Source listing:

★ ★ ★ ★ ★

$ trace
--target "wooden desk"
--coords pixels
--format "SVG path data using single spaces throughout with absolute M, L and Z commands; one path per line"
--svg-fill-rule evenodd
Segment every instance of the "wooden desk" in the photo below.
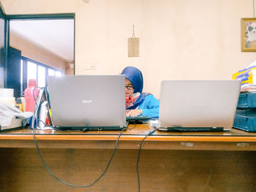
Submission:
M 133 127 L 129 126 L 129 128 Z M 28 128 L 0 134 L 0 191 L 137 191 L 138 146 L 147 124 L 124 131 L 106 174 L 89 188 L 66 186 L 43 167 Z M 42 154 L 64 180 L 88 185 L 104 170 L 118 131 L 36 130 Z M 140 191 L 255 191 L 256 134 L 157 131 L 142 147 Z

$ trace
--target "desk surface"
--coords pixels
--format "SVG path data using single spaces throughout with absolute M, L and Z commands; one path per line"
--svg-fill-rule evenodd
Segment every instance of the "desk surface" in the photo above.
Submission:
M 149 124 L 129 125 L 123 131 L 118 148 L 138 149 L 154 128 Z M 1 147 L 34 147 L 33 131 L 18 129 L 0 134 Z M 118 131 L 59 131 L 35 130 L 41 147 L 113 147 Z M 226 131 L 167 132 L 157 131 L 145 140 L 143 149 L 256 150 L 256 133 L 232 128 Z

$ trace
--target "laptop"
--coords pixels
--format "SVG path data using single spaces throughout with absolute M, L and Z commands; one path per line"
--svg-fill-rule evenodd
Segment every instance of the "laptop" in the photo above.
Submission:
M 127 126 L 124 75 L 48 77 L 53 126 L 61 130 Z
M 165 80 L 161 84 L 159 130 L 226 131 L 232 128 L 239 80 Z

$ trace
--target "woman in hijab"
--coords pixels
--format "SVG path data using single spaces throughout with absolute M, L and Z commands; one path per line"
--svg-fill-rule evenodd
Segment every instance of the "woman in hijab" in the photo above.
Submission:
M 121 72 L 125 76 L 127 116 L 159 117 L 159 101 L 151 93 L 143 93 L 143 77 L 140 69 L 127 66 Z

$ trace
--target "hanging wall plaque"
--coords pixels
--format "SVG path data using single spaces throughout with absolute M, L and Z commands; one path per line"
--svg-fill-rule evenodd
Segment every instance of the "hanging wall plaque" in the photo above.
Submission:
M 140 38 L 135 37 L 134 33 L 131 38 L 128 38 L 128 57 L 139 57 L 140 56 Z

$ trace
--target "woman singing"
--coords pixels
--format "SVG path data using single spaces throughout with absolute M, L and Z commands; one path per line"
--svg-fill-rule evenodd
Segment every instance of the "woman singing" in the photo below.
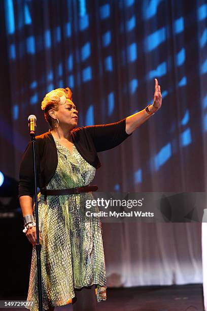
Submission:
M 72 303 L 75 310 L 95 310 L 105 300 L 106 277 L 101 224 L 86 216 L 89 185 L 100 166 L 97 152 L 117 146 L 161 107 L 155 79 L 154 101 L 143 110 L 115 123 L 77 128 L 78 112 L 70 88 L 46 94 L 42 103 L 51 129 L 36 137 L 39 228 L 44 310 Z M 33 245 L 27 301 L 38 310 L 37 243 L 32 145 L 20 169 L 19 201 L 24 232 Z M 91 212 L 98 211 L 97 206 Z

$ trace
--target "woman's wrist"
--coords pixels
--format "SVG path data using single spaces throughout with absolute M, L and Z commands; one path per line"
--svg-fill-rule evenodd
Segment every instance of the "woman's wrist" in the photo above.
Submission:
M 24 221 L 24 226 L 26 227 L 28 224 L 32 223 L 34 222 L 34 219 L 33 215 L 26 215 L 23 217 Z

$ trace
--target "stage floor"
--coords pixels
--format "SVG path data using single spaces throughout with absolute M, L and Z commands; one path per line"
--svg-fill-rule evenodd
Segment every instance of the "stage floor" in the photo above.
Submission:
M 97 311 L 203 311 L 202 295 L 201 284 L 108 288 L 108 299 L 97 304 Z M 24 298 L 10 298 L 15 299 Z M 6 309 L 0 308 L 3 309 Z M 56 311 L 72 309 L 71 304 L 55 308 Z

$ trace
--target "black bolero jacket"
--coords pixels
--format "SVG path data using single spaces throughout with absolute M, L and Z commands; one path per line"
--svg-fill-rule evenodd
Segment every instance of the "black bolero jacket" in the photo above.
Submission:
M 131 133 L 132 134 L 132 133 Z M 83 158 L 96 169 L 101 166 L 97 152 L 119 145 L 131 135 L 126 132 L 126 118 L 106 125 L 77 128 L 71 132 L 73 142 Z M 38 186 L 46 187 L 57 167 L 57 151 L 49 131 L 36 136 Z M 34 194 L 32 148 L 30 142 L 24 151 L 19 172 L 19 197 Z

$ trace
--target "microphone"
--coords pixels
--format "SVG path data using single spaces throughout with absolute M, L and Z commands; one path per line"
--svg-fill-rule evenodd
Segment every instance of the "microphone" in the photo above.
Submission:
M 30 114 L 28 117 L 28 126 L 29 128 L 29 133 L 31 136 L 34 136 L 35 134 L 35 131 L 36 131 L 36 121 L 37 118 L 34 114 Z

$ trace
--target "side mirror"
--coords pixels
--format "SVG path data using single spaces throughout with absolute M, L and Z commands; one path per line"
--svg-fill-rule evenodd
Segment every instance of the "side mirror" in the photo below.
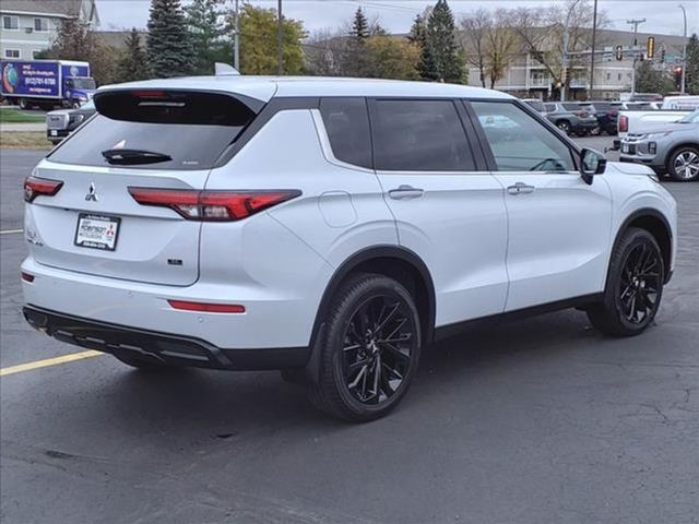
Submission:
M 595 175 L 602 175 L 607 167 L 606 157 L 599 151 L 584 148 L 580 153 L 580 176 L 589 186 Z

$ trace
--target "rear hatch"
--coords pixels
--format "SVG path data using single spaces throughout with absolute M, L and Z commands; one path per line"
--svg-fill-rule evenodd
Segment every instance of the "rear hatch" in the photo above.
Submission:
M 34 259 L 129 281 L 196 282 L 201 222 L 143 205 L 132 193 L 202 190 L 216 159 L 254 119 L 257 102 L 177 90 L 98 93 L 98 114 L 36 167 L 25 191 Z M 54 195 L 42 192 L 45 179 L 61 182 Z

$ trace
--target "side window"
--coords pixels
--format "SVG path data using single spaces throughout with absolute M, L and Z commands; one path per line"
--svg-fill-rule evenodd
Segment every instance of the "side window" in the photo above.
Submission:
M 371 168 L 371 134 L 364 98 L 323 98 L 320 100 L 330 146 L 335 158 Z
M 500 171 L 572 171 L 570 148 L 517 105 L 472 102 Z
M 451 100 L 376 100 L 376 168 L 473 171 L 473 154 Z

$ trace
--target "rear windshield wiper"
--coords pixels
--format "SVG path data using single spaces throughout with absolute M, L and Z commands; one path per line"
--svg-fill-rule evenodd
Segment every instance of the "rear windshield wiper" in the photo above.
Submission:
M 156 164 L 158 162 L 173 159 L 170 155 L 144 150 L 107 150 L 102 152 L 102 156 L 104 156 L 109 164 L 121 166 Z

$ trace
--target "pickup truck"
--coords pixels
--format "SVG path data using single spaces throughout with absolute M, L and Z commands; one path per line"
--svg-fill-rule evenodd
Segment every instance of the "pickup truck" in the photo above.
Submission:
M 660 110 L 620 111 L 618 138 L 614 141 L 614 148 L 619 148 L 627 133 L 641 134 L 659 124 L 676 122 L 697 108 L 699 108 L 699 96 L 666 96 Z

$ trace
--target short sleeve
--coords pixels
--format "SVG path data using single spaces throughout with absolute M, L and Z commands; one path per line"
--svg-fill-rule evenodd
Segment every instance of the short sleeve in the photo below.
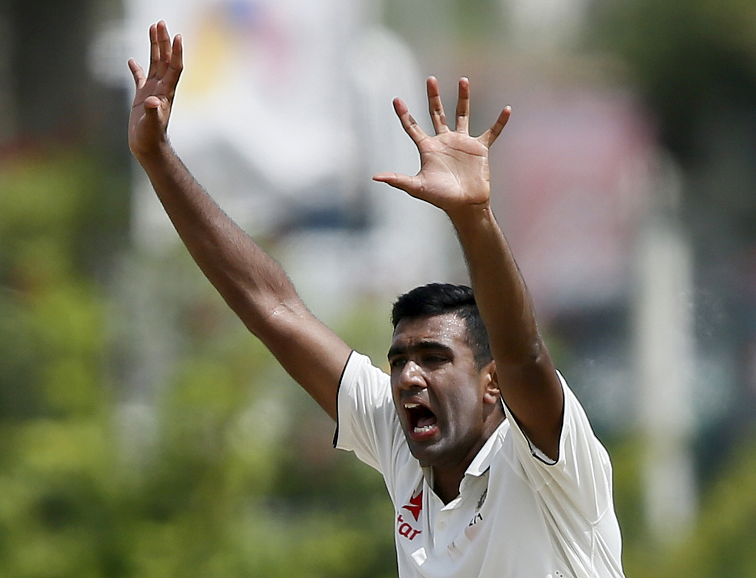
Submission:
M 596 524 L 612 507 L 612 465 L 578 398 L 564 378 L 559 378 L 564 392 L 564 415 L 556 461 L 550 460 L 530 443 L 505 404 L 513 453 L 522 474 L 547 504 L 567 516 L 572 511 Z
M 391 393 L 391 378 L 368 357 L 352 352 L 337 396 L 333 446 L 354 452 L 387 477 L 401 435 Z

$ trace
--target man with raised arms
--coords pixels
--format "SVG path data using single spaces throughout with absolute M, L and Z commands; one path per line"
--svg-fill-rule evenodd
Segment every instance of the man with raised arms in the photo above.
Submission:
M 472 289 L 434 284 L 399 297 L 387 375 L 308 311 L 278 264 L 175 155 L 166 129 L 181 38 L 172 42 L 163 22 L 150 28 L 150 38 L 147 73 L 129 62 L 136 83 L 131 150 L 208 279 L 336 421 L 334 445 L 383 475 L 395 511 L 399 576 L 622 576 L 609 456 L 553 367 L 490 207 L 488 148 L 509 107 L 470 136 L 463 78 L 452 130 L 438 82 L 429 78 L 435 132 L 429 135 L 404 101 L 394 101 L 420 170 L 373 179 L 446 213 Z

★ ★ ★ ★ ★

Which lines in the listing above contain the word "rear"? Pick out each of them and copy it in full.

SOLUTION FOR THIS EXERCISE
--target "rear hatch"
Segment every instance of the "rear hatch" in the photo above.
--target "rear windshield wiper"
Segment every instance of the "rear windshield wiper" in the photo above.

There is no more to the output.